TASK INSTRUCTIONS:
Each line that follows should be printed again exactly as it stands.

(Records from a data source)
========================

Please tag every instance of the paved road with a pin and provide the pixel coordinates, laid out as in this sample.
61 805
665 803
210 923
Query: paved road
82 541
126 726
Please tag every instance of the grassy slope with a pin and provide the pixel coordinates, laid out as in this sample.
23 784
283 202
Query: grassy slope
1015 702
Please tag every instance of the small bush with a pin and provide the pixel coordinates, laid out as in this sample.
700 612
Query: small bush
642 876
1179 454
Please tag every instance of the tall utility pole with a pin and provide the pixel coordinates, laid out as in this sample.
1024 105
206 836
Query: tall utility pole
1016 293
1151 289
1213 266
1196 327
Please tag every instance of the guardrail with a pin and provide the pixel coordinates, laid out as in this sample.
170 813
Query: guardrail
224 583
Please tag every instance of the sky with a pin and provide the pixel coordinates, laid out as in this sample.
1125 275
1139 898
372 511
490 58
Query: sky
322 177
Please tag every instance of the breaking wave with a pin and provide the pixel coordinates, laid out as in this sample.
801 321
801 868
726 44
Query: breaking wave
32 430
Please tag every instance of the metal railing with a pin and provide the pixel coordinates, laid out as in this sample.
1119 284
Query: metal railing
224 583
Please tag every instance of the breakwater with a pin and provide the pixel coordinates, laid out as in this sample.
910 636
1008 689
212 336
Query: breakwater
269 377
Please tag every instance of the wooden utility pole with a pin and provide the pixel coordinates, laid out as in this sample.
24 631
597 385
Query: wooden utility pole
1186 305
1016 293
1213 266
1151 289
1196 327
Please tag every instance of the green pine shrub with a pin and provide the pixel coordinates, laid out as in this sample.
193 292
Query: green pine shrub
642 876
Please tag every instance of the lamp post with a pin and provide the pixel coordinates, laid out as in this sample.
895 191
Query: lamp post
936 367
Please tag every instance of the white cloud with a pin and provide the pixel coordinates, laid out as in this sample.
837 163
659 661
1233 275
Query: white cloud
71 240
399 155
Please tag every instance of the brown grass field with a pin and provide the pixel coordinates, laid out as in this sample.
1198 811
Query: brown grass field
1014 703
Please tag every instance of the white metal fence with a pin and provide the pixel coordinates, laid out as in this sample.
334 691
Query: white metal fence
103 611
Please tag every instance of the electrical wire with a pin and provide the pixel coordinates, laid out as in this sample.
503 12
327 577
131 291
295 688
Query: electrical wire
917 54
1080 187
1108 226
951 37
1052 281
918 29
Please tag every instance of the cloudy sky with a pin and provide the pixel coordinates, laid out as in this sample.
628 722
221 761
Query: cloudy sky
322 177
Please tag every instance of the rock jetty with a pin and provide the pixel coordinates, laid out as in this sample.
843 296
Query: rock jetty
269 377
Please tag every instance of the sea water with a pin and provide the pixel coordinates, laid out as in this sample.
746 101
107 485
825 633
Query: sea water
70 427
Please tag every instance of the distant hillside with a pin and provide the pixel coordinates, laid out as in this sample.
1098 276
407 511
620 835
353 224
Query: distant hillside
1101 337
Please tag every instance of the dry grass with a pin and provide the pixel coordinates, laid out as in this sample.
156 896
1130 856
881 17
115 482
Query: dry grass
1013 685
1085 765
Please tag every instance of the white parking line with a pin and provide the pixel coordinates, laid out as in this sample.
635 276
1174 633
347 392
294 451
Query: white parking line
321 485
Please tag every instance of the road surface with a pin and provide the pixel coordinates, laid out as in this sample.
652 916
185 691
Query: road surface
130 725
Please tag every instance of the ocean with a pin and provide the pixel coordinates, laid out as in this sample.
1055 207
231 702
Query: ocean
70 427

========================

EXPECTED ANSWER:
Please tag every instance of the paved road with a pin and provide the pixel coordinates, laid out as in this sample.
61 805
665 803
210 923
Query: paved road
82 541
126 726
Please tag every instance of the grassy slope with a pin and provide the pixel coordinates, laid out as in this sample.
23 784
283 202
Query: grassy slope
1015 702
Please tag every instance of the small bush with a pin and provide the pixel coordinates, laid out as in this sample.
700 612
Query: small bush
642 876
1179 454
Please tag every instance of the tall utility pole with a pin and provide the pixel coordinates, laid out as in this sample.
1024 105
206 836
Query: tall utility pole
1016 293
1151 289
1213 266
1196 327
Please tag every instance of the guardrail with a pin and provide the pixel coordinates, laid out as in this sample.
170 813
Query: guardrail
224 583
Please tag every instance of the sky with a pin and provide the pixel coordinates, laid out as in this sample.
1125 275
1139 898
372 511
490 58
Query: sky
322 177
Please tag every instance of the breaking wave with a pin and provide the pixel coordinates, laid out as in this sample.
801 321
801 868
726 44
Query: breaking wave
32 430
Please tag every instance of the metal railing with a pin and provide the pixel coordinates, laid out as in this sample.
1119 284
Query: metal railing
224 583
Please tag every instance of the breakwater with a pin and provide the pixel coordinates, laid out as in this sample.
910 636
1008 689
212 336
Query: breakwater
269 377
Please tag every instance of the wooden utility pole with a pin and provide the pixel coordinates, laid out as in this sample.
24 631
597 385
Query: wooden utility pole
1186 305
1016 293
1213 266
1151 289
1196 327
Please tag every instance of the green pine shrub with a pin and provide the pixel coordinates, laid out as in this sample.
193 292
Query: green pine shrub
642 876
Please tag every instance of the lamp post with a pin and provide the pixel coordinates, laid out as in this sample.
895 191
Query: lamp post
936 367
Please tag every instance of the white cloud with a pin and provide the pixel coordinates, laid out as in this sample.
837 163
659 661
1233 275
Query: white cloud
71 240
399 155
Please tag every instance of the brown grass field with a pin and provide the pixel coordinates, laid out as in this sample.
1198 811
Query: brown grass field
1014 703
Please tag every instance of the white metal fence with a pin and provide the pixel coordinates, laid out as in this sample.
334 691
Query: white metal fence
103 611
Please tag every instance of the electrical wire with a pin and provide the pixel coordinates, laid out as in this sample.
503 12
327 577
131 291
295 688
Query: electrical wire
917 54
1080 187
1108 226
951 37
1052 281
918 29
Please tag every instance of the cloudy sky with a pin and provide the pixel coordinates, laid out as in this sample.
628 722
221 761
Query: cloudy sky
322 177
Please tag every instance of the rock jetty with a pin and provide the pixel coordinates, laid out as in this sample.
843 296
Query: rock jetty
269 377
Please tag every instance of the sea water with a pin and provide the pixel coordinates, laid out as in this sample.
746 101
107 485
825 633
Query: sea water
70 427
Please tag every instance of the distant hillside with a pin and provide the pixel coordinates, laid out as in this sample.
1098 276
407 511
620 835
353 224
Query: distant hillside
1101 337
Please tag every instance of the dry grass with a pin and provide the pixel coordinates, laid out as in this sample.
156 896
1130 856
881 17
115 482
Query: dry grass
1013 685
1085 765
Please tag every instance of the white parking line with a pin and provide the pixel coordinates, laid out as in this sample.
635 276
1174 633
347 392
294 451
Query: white parking line
321 485
Please tag every instance of the road surface with a pin and provide the pixel coordinates, laid out as in this sample.
652 916
185 691
Query: road surface
130 725
Please tag every instance of the ocean with a pin and provide the pixel coordinates, laid out as in this sample.
1055 207
231 702
Query: ocean
70 427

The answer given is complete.